### [REQUIREMENTS]
Would you repeat the lines from the one with "the fan blade." through the final line, both included, and nothing else? No pictures belong in the copy.

Object location annotation data
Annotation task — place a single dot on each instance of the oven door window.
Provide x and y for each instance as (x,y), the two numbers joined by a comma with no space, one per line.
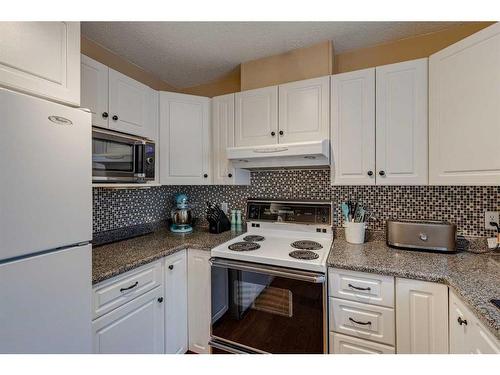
(267,313)
(112,156)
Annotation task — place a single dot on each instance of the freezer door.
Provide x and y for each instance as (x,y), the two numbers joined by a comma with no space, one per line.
(45,166)
(46,303)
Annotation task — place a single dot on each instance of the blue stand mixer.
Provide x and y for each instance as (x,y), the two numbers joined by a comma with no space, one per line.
(182,219)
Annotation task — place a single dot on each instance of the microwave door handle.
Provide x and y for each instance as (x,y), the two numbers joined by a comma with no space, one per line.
(311,277)
(139,159)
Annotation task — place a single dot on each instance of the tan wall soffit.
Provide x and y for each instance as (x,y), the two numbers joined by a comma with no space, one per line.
(404,49)
(295,65)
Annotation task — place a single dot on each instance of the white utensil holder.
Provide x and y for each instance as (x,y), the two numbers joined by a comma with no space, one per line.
(355,232)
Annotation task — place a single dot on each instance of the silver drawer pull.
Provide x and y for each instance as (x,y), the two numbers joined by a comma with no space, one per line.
(358,288)
(130,287)
(362,323)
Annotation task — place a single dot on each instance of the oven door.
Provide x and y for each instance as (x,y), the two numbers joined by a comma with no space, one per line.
(264,309)
(115,157)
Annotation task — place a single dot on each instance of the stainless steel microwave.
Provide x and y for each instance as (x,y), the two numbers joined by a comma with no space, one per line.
(118,157)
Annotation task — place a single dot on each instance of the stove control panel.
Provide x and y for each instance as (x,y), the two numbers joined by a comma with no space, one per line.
(318,213)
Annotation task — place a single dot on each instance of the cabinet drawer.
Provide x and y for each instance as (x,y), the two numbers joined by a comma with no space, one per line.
(342,344)
(361,287)
(360,320)
(114,292)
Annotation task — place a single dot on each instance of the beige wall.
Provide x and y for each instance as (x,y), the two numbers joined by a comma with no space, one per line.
(303,63)
(118,63)
(227,84)
(295,65)
(404,49)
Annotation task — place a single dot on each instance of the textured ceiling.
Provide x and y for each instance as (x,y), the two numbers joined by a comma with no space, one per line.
(186,54)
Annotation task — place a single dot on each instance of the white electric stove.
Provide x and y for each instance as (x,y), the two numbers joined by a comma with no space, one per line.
(270,283)
(286,234)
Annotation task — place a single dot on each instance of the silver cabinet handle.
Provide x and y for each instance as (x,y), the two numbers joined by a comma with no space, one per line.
(130,287)
(362,323)
(270,150)
(358,288)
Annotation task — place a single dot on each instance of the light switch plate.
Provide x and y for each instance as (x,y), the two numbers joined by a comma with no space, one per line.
(490,216)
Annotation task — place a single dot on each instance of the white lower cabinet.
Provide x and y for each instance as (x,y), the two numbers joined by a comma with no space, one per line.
(342,344)
(176,308)
(136,327)
(361,312)
(369,322)
(199,301)
(467,334)
(421,317)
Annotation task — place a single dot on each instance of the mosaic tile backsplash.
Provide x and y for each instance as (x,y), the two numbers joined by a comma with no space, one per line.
(462,205)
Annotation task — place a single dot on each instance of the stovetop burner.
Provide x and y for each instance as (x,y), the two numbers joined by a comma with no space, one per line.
(244,246)
(304,254)
(253,238)
(306,245)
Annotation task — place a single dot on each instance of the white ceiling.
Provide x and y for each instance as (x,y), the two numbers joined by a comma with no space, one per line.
(186,54)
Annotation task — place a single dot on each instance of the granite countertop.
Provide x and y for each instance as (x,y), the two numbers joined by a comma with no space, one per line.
(474,277)
(118,257)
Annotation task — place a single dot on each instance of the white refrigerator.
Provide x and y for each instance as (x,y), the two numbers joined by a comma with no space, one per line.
(45,226)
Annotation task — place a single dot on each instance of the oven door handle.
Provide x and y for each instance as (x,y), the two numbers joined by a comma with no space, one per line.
(308,276)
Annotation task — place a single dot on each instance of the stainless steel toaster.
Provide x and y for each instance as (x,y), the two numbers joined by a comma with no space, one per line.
(421,235)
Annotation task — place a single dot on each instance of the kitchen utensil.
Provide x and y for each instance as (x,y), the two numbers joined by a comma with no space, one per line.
(181,215)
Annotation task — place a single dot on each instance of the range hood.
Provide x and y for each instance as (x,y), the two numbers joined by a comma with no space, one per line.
(300,154)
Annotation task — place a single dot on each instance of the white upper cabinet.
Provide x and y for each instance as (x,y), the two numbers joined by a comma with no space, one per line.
(379,125)
(94,94)
(464,114)
(41,59)
(421,317)
(353,128)
(184,139)
(118,102)
(222,138)
(256,121)
(467,334)
(401,123)
(128,104)
(304,110)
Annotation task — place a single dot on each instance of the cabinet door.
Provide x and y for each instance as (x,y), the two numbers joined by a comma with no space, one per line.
(222,138)
(42,59)
(128,104)
(256,117)
(136,327)
(467,334)
(401,123)
(304,110)
(199,317)
(176,309)
(94,93)
(184,139)
(464,116)
(421,317)
(353,128)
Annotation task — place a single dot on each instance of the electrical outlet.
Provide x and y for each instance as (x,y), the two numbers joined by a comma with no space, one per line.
(490,216)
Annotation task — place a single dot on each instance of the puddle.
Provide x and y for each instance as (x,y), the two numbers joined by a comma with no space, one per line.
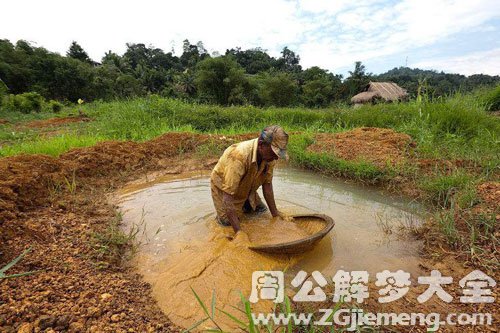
(183,247)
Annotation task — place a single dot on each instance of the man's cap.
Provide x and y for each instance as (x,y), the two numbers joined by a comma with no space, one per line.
(278,139)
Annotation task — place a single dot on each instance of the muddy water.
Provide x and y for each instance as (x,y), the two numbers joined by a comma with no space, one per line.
(183,248)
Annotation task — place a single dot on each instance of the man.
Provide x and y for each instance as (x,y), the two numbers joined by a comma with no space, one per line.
(241,170)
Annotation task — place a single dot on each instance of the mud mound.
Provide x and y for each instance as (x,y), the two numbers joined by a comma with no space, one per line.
(490,194)
(376,145)
(25,181)
(56,121)
(433,166)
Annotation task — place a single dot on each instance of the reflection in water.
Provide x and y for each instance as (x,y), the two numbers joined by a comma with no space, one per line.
(191,250)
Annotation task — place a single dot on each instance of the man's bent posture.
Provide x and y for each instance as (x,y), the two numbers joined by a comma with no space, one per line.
(241,170)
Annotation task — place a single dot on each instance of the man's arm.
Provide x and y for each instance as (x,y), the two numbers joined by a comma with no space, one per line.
(231,211)
(267,189)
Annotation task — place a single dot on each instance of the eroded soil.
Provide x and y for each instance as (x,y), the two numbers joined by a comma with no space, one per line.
(57,206)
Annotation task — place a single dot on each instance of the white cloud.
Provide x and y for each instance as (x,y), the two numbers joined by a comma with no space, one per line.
(328,33)
(485,62)
(374,31)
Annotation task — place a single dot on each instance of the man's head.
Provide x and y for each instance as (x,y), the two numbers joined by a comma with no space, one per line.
(272,143)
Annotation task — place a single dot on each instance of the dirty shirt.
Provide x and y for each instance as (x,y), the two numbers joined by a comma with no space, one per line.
(238,173)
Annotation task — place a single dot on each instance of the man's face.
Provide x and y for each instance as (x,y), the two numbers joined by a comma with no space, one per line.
(266,152)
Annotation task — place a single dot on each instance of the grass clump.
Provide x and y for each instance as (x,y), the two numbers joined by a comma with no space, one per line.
(442,189)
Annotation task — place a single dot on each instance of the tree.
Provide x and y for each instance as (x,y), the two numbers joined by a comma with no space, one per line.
(357,80)
(77,52)
(289,61)
(222,80)
(192,54)
(253,60)
(278,89)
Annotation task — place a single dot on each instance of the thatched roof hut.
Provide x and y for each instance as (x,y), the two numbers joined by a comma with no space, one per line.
(385,91)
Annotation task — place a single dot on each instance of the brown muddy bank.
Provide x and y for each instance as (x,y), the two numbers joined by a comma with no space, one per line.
(58,205)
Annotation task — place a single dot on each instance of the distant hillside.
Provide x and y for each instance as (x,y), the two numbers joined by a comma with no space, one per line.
(437,83)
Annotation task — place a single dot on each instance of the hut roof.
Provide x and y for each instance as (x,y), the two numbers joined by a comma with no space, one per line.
(389,91)
(364,97)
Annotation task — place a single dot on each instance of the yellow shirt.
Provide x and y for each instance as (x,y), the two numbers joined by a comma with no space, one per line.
(237,172)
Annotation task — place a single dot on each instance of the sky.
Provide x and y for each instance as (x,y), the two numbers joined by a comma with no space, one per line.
(455,36)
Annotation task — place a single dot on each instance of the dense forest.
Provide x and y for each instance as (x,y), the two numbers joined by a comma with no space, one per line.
(237,77)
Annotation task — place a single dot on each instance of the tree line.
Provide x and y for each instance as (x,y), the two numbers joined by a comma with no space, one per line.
(237,77)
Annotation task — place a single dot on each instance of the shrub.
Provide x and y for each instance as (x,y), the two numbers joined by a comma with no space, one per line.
(55,106)
(3,91)
(25,103)
(492,99)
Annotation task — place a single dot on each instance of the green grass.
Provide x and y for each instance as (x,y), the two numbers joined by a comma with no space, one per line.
(452,128)
(457,128)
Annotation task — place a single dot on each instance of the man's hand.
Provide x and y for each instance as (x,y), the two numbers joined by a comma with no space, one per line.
(267,189)
(228,201)
(282,217)
(241,238)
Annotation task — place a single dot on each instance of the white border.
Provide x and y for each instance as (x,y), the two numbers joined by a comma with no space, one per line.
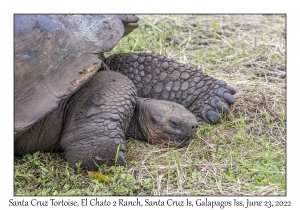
(153,6)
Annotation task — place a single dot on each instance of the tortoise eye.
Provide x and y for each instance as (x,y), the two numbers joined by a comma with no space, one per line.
(173,124)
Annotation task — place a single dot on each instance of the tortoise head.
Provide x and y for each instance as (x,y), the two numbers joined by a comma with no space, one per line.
(165,123)
(130,22)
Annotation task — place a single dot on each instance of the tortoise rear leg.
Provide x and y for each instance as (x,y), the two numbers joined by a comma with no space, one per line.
(96,120)
(158,77)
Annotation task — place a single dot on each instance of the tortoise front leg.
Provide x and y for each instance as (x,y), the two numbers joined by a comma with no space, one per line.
(158,77)
(97,117)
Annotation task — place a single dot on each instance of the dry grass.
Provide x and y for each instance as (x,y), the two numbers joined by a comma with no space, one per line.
(243,155)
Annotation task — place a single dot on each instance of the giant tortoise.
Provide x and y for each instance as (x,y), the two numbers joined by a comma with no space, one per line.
(69,96)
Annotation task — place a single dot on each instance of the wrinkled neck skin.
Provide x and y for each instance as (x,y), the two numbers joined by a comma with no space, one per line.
(162,122)
(134,129)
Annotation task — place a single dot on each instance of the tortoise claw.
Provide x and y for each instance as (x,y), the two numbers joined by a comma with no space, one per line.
(222,106)
(213,116)
(231,89)
(121,159)
(229,98)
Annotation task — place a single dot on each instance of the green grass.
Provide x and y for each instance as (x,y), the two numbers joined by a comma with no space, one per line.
(243,155)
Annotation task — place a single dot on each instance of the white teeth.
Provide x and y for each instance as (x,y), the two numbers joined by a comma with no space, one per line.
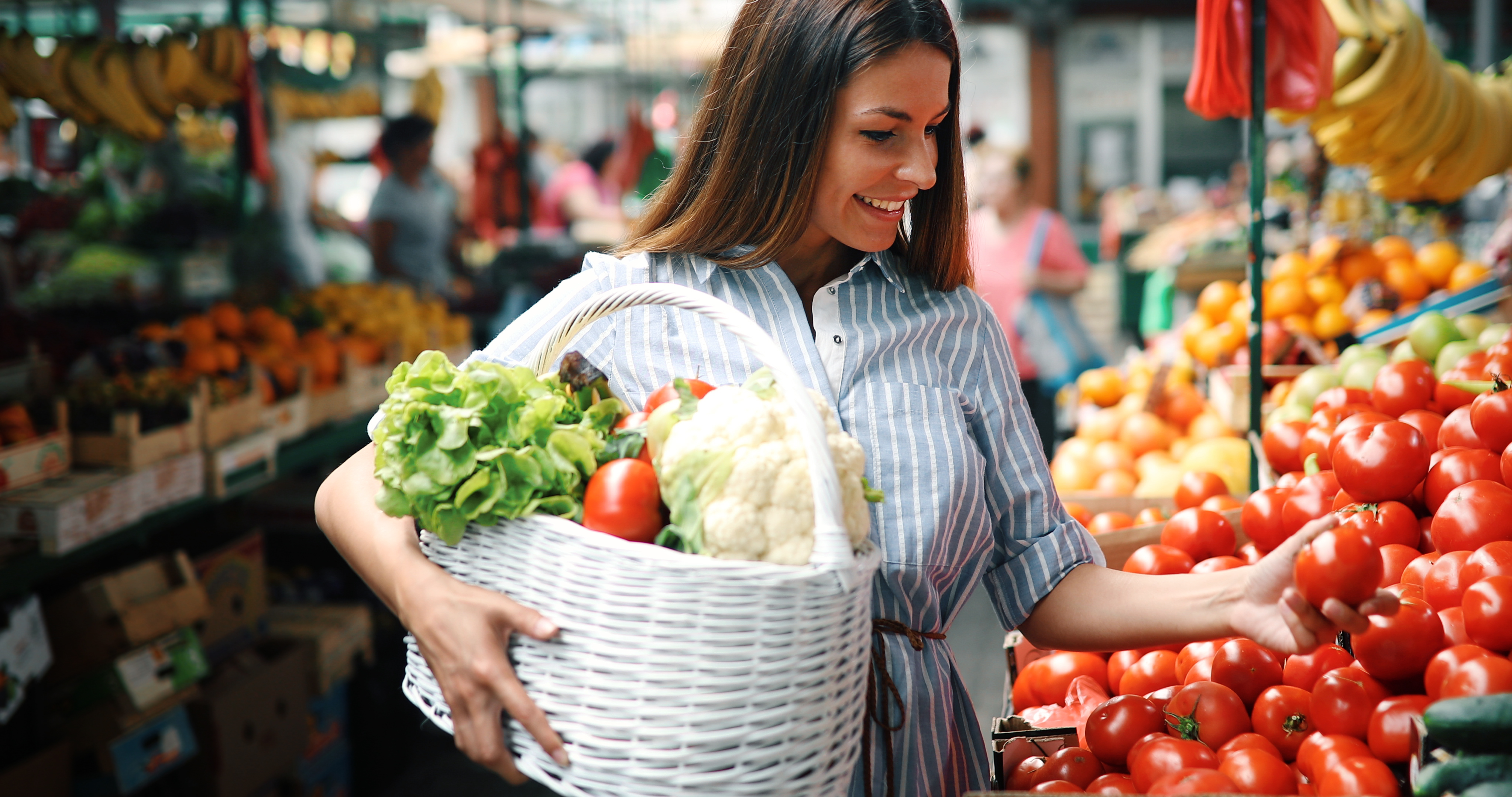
(882,205)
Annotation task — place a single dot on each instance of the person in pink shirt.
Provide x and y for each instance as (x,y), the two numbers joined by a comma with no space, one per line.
(1004,235)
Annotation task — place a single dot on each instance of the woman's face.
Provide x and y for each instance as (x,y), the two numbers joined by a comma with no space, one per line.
(880,150)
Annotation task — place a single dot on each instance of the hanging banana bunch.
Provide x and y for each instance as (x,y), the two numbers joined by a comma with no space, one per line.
(1426,129)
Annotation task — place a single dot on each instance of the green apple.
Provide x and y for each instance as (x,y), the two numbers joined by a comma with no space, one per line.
(1470,326)
(1493,335)
(1452,355)
(1429,333)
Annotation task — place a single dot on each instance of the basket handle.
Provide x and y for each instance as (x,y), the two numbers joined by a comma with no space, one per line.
(832,546)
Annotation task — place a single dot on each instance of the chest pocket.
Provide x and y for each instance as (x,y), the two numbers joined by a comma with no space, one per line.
(921,454)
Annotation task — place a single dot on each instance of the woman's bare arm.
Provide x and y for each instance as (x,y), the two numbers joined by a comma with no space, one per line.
(463,630)
(1097,608)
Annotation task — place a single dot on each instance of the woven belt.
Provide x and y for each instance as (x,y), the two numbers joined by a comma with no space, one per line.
(877,702)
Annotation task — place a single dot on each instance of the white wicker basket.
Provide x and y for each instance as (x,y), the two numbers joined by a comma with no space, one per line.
(678,675)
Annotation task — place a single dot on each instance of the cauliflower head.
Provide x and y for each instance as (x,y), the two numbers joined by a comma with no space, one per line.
(737,479)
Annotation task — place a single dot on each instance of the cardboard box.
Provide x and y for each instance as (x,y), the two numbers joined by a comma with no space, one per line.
(70,512)
(233,420)
(156,748)
(253,717)
(244,465)
(341,634)
(44,775)
(235,580)
(108,616)
(44,457)
(128,447)
(25,655)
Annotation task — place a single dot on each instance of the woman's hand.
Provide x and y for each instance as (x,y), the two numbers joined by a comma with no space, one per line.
(1274,613)
(463,633)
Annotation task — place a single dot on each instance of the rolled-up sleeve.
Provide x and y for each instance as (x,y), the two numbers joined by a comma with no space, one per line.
(1035,541)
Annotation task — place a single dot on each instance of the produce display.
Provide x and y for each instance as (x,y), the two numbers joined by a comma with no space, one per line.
(481,444)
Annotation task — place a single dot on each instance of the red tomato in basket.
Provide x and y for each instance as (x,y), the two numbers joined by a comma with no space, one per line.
(623,500)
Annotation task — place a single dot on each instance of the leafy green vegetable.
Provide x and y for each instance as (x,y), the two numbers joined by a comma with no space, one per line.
(486,442)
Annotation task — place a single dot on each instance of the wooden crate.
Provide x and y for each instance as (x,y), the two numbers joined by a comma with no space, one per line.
(128,447)
(41,457)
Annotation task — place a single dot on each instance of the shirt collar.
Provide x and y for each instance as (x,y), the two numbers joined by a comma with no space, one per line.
(887,262)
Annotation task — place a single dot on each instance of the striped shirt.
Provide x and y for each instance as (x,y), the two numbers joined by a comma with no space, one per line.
(926,383)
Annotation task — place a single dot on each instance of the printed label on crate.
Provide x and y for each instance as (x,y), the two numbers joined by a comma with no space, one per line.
(161,669)
(159,746)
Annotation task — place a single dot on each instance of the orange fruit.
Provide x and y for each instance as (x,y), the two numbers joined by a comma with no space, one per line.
(1392,249)
(1115,483)
(1467,274)
(1216,299)
(1437,261)
(1360,265)
(1407,280)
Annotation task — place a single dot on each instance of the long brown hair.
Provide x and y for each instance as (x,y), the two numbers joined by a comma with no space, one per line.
(752,159)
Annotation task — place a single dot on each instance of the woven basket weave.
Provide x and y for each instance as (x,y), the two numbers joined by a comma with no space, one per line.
(678,675)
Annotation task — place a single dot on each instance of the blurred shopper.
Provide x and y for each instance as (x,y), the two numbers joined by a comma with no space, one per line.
(1018,249)
(412,221)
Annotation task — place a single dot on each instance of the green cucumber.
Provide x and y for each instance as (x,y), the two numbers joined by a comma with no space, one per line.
(1458,775)
(1478,725)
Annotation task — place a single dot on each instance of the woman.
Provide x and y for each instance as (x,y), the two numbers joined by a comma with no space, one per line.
(410,221)
(823,121)
(1018,247)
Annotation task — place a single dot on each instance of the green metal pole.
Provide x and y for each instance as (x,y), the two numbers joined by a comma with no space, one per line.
(1257,220)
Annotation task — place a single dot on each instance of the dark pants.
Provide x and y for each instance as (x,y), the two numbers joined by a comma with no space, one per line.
(1042,407)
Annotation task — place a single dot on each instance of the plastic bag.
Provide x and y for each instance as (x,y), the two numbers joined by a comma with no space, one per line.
(1299,58)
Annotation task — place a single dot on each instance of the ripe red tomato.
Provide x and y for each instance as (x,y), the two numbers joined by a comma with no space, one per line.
(1389,522)
(1473,515)
(1491,418)
(1193,781)
(1425,422)
(1401,646)
(1116,725)
(1281,716)
(1320,752)
(1340,563)
(1112,784)
(1416,572)
(1310,500)
(1159,560)
(1392,732)
(1458,468)
(1248,742)
(1258,772)
(1490,560)
(1198,486)
(1479,677)
(1305,670)
(1201,533)
(1402,386)
(1283,445)
(1154,670)
(1247,667)
(1074,764)
(1355,776)
(1457,432)
(1056,787)
(1443,587)
(1159,758)
(623,500)
(1488,613)
(1262,518)
(1343,699)
(669,392)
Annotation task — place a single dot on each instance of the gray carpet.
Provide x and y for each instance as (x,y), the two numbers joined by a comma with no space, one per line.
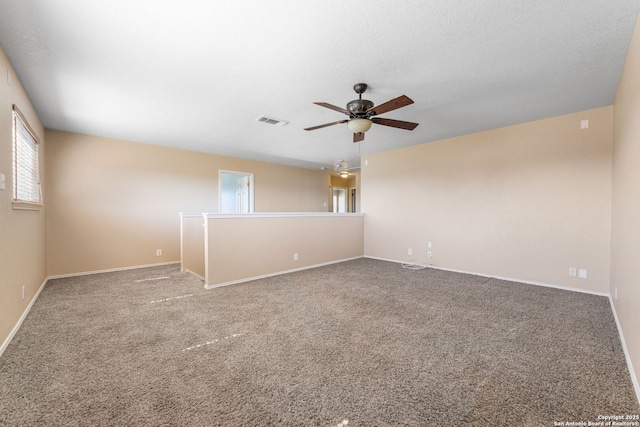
(361,343)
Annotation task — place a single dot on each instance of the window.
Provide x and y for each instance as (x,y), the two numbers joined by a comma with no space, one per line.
(26,166)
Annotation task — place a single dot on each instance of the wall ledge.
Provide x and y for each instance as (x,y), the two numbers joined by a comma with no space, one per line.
(279,215)
(278,273)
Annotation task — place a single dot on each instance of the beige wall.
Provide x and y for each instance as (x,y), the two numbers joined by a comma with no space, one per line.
(240,248)
(625,241)
(525,202)
(22,233)
(112,203)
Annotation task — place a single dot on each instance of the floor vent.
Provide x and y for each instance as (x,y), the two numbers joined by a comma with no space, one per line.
(271,121)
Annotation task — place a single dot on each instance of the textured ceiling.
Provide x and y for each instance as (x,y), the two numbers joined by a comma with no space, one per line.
(195,74)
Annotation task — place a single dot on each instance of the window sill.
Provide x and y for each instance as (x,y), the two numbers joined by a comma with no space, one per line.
(26,206)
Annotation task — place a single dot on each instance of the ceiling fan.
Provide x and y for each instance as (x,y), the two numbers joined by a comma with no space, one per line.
(361,113)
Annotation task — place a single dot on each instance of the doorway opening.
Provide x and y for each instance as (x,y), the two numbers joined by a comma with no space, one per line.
(236,192)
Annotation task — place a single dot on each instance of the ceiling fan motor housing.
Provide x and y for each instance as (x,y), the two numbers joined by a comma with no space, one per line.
(358,107)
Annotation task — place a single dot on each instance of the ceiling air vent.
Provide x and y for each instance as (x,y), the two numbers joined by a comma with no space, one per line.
(271,121)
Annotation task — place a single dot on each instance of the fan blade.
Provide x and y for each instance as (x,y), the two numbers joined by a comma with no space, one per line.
(394,104)
(394,123)
(327,124)
(332,107)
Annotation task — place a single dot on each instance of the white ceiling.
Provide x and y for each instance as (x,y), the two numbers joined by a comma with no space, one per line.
(195,74)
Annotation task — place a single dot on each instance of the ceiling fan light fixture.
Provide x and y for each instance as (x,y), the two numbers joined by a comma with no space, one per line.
(359,125)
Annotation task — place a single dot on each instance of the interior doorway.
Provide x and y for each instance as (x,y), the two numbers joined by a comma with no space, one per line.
(236,192)
(339,200)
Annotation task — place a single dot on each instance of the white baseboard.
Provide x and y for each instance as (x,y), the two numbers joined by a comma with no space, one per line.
(110,270)
(13,332)
(509,279)
(264,276)
(194,274)
(634,378)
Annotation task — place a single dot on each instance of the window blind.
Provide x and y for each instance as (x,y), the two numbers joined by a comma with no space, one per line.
(26,168)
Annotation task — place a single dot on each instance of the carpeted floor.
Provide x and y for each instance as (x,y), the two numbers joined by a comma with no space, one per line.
(361,343)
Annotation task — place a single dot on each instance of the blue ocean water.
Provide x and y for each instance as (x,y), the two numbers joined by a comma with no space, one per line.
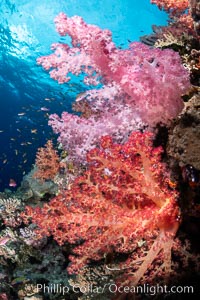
(27,94)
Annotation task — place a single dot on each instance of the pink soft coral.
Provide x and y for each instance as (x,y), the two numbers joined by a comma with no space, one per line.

### [TASK ANSWER]
Annotation task — place a single dot on each instance of the fan blade.
Provide x and y for each instance as (x,y), the two numbers joined by a comma with no space, one per line.
(394,104)
(394,123)
(327,124)
(332,107)
Annotation task — place a single dot on each instance of the white ceiling.
Provide x and y for each instance as (x,y), the two numbers joined by a comma with no space, one per line.
(195,74)
Annotation task — place a single dot on each instance of the ceiling fan light fixture.
Provide x and y for each instance as (x,y), the two numbers joined by a comma with no space, one per line.
(359,125)
Annotation task — place a single dot on each instance of the interior doorway.
Provide x and y for each instance as (x,y), the two numbers joined by a comma with no space, one per line.
(236,192)
(339,200)
Annotation task — place a single dot on each instance of the white baseboard.
Provide x and y for each instance as (x,y), the two numbers joined by a comma with no space, one per line.
(110,270)
(13,332)
(509,279)
(264,276)
(194,274)
(634,378)
Annotation task — place a single dot on each instance of the window blind.
Provide x and y for each instance as (x,y), the two numbers joined by a comma with no space, one per line.
(26,168)
Annotation task — place a single dot on each instance of the carpeted floor.
Provide x and y for each instance as (x,y), the two numbers joined by a comma with no space, one per line.
(361,343)
Annotation task — place a single dot on each instance of the blue ocean water.
Provide x and y for each instance as (x,y), the two numbers joined by a comma with no space, one per line.
(27,94)
Annotation task — place a single dot on each instance of the pink soft coral.
Provide x and y for each instance as (x,y), the two numbers joined by a comma with no space, one per line.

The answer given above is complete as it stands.